*WHAT IS NEEDED:*
Copy the records below, swapping "rough mask" for "coarse mask" and leaving everything else untouched.

______

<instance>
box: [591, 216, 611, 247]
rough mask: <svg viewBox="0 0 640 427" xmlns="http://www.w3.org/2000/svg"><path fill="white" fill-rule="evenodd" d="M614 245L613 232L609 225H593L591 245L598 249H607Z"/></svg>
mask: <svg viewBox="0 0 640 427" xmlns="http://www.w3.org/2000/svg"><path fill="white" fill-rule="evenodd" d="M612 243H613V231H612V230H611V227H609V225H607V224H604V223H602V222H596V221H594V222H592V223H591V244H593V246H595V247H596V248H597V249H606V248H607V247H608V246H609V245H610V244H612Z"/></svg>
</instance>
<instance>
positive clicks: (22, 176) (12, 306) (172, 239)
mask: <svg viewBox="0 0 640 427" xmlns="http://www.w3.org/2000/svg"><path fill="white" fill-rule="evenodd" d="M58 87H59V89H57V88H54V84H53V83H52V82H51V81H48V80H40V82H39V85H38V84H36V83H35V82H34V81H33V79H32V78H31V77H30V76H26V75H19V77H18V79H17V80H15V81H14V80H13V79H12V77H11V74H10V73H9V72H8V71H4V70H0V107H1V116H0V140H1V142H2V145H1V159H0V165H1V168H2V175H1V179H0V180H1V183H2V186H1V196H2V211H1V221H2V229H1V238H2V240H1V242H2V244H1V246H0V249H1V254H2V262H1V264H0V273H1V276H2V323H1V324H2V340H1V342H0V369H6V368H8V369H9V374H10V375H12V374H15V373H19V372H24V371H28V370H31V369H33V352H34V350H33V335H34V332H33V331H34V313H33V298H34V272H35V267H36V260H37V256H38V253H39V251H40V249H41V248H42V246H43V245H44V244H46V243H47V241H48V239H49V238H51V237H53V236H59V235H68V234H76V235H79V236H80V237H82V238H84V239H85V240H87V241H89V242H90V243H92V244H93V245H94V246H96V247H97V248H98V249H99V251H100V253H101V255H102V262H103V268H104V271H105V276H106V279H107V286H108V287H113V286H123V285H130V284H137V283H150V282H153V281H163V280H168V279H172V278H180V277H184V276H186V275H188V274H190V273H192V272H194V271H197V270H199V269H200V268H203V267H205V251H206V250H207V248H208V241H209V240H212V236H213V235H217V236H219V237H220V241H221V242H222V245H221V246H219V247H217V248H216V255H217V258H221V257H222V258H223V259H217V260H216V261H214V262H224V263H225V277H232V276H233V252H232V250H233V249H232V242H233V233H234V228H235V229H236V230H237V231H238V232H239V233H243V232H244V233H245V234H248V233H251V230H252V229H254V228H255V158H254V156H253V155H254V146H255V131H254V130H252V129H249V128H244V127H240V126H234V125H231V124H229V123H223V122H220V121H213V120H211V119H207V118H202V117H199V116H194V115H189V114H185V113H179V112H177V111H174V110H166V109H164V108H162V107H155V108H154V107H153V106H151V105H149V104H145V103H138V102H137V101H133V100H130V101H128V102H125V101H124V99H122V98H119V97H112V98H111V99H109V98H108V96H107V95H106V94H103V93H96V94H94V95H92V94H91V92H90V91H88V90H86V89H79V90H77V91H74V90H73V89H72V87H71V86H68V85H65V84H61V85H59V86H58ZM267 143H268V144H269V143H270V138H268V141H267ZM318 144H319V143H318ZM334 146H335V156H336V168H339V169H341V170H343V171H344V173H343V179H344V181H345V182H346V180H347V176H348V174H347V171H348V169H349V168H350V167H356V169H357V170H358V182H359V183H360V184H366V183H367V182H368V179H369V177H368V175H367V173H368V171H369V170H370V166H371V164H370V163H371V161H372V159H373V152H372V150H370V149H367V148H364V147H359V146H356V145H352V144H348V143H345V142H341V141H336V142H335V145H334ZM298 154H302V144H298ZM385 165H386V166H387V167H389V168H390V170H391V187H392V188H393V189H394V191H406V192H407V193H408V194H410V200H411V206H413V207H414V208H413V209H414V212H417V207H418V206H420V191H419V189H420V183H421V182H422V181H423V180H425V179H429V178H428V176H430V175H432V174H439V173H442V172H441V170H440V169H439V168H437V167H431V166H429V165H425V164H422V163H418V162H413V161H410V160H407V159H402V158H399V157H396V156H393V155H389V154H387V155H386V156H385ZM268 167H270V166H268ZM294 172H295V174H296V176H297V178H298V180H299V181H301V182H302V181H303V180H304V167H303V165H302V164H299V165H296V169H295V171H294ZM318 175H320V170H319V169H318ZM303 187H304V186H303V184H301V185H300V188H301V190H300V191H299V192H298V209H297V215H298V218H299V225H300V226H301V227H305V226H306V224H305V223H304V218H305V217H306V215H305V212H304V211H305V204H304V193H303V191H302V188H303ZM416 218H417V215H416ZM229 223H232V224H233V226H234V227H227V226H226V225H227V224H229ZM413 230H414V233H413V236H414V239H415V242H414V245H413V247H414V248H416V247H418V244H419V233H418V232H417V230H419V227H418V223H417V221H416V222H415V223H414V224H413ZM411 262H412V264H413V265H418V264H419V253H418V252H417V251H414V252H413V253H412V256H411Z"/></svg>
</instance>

______

*RESULT OF THIS EXERCISE:*
<instance>
box: [591, 216, 611, 247]
coarse mask: <svg viewBox="0 0 640 427" xmlns="http://www.w3.org/2000/svg"><path fill="white" fill-rule="evenodd" d="M614 245L613 232L609 225H593L591 245L598 249H607Z"/></svg>
mask: <svg viewBox="0 0 640 427" xmlns="http://www.w3.org/2000/svg"><path fill="white" fill-rule="evenodd" d="M612 243H613V231H612V230H611V227H609V225H607V224H604V223H602V222H596V221H594V222H592V223H591V244H593V246H595V247H596V248H597V249H606V248H607V247H608V246H609V245H610V244H612Z"/></svg>
</instance>
<instance>
positive clicks: (22, 176) (12, 306) (172, 239)
mask: <svg viewBox="0 0 640 427" xmlns="http://www.w3.org/2000/svg"><path fill="white" fill-rule="evenodd" d="M58 87H59V89H57V88H54V84H53V83H52V82H51V81H48V80H40V82H39V85H38V84H36V83H35V82H34V81H33V79H32V78H31V77H30V76H26V75H19V77H18V79H17V80H15V81H14V80H13V79H12V77H11V74H10V73H9V72H8V71H4V70H0V107H1V116H0V140H1V142H2V145H1V159H0V165H1V168H2V175H1V179H0V180H1V183H2V186H1V196H2V211H1V221H2V229H1V238H2V240H1V242H2V244H1V246H0V249H1V254H2V262H1V264H0V273H1V276H2V323H1V324H2V340H1V342H0V369H6V368H8V369H9V374H10V375H12V374H15V373H19V372H24V371H28V370H31V369H33V352H34V350H33V335H34V332H33V331H34V313H33V298H34V272H35V267H36V260H37V256H38V253H39V251H40V249H41V248H42V246H43V245H44V244H46V243H47V241H48V239H49V238H51V237H53V236H59V235H68V234H76V235H79V236H80V237H82V238H84V239H85V240H87V241H89V242H90V243H92V244H93V245H94V246H96V247H97V248H98V249H99V251H100V253H101V255H102V262H103V268H104V271H105V276H106V279H107V286H108V287H113V286H123V285H130V284H137V283H150V282H153V281H163V280H168V279H172V278H180V277H184V276H186V275H188V274H190V273H192V272H194V271H197V270H199V269H200V268H203V267H205V251H206V250H207V248H208V241H209V240H212V236H213V235H217V236H219V237H220V241H221V242H222V245H221V246H219V247H217V248H216V255H217V258H221V257H222V258H223V259H217V260H216V261H214V262H224V263H225V277H232V276H233V252H232V250H233V249H232V242H233V233H234V228H235V229H236V230H237V231H238V232H239V233H243V232H244V233H245V234H248V233H251V230H252V229H254V228H255V158H254V156H253V155H254V146H255V131H254V130H252V129H249V128H244V127H240V126H234V125H231V124H229V123H223V122H220V121H213V120H211V119H207V118H202V117H199V116H194V115H189V114H185V113H179V112H177V111H174V110H166V109H164V108H162V107H155V108H154V107H153V106H151V105H149V104H145V103H138V102H137V101H133V100H130V101H128V102H125V101H124V99H122V98H119V97H112V98H111V99H109V98H108V96H107V95H106V94H103V93H96V94H94V95H92V94H91V92H90V91H88V90H86V89H79V90H77V91H74V90H73V89H72V87H71V86H68V85H65V84H61V85H59V86H58ZM267 143H268V144H269V143H270V138H268V141H267ZM318 144H319V143H318ZM334 146H335V156H336V168H339V169H341V170H343V171H344V173H343V179H344V181H345V182H346V180H347V176H348V174H347V171H348V169H349V168H350V167H356V169H357V170H358V182H359V183H360V184H366V183H367V182H368V179H369V177H368V175H367V173H368V171H369V170H370V166H371V164H370V163H371V161H372V159H373V152H372V150H370V149H367V148H364V147H359V146H356V145H352V144H348V143H345V142H341V141H336V142H335V145H334ZM298 154H302V144H298ZM385 165H386V166H387V167H389V168H390V170H391V187H392V188H393V189H394V191H406V192H407V193H408V194H410V200H411V206H413V207H414V208H413V209H414V212H417V207H418V206H420V191H419V189H420V183H421V182H422V181H423V180H425V179H429V178H428V176H430V175H432V174H439V173H442V172H441V170H440V169H439V168H437V167H431V166H429V165H425V164H422V163H418V162H413V161H410V160H407V159H402V158H399V157H396V156H393V155H389V154H387V155H386V156H385ZM268 167H270V166H268ZM294 172H295V174H296V176H297V178H298V180H299V181H301V182H302V181H303V180H304V167H303V165H302V164H299V165H296V169H295V171H294ZM318 175H320V170H319V169H318ZM303 187H304V186H303V184H301V185H300V188H301V190H300V191H299V192H298V209H297V215H298V218H299V225H300V226H301V227H305V226H306V224H305V223H304V218H305V217H306V215H305V212H304V211H305V204H304V193H303V191H302V188H303ZM416 218H417V215H416ZM229 223H232V224H233V226H234V227H227V226H226V225H227V224H229ZM413 230H414V233H413V236H414V239H415V242H414V245H413V247H414V248H416V247H418V244H419V233H418V232H417V230H419V227H418V223H417V221H416V222H415V223H414V224H413ZM411 262H412V264H413V265H418V264H419V253H418V252H417V251H414V252H413V253H412V256H411Z"/></svg>
</instance>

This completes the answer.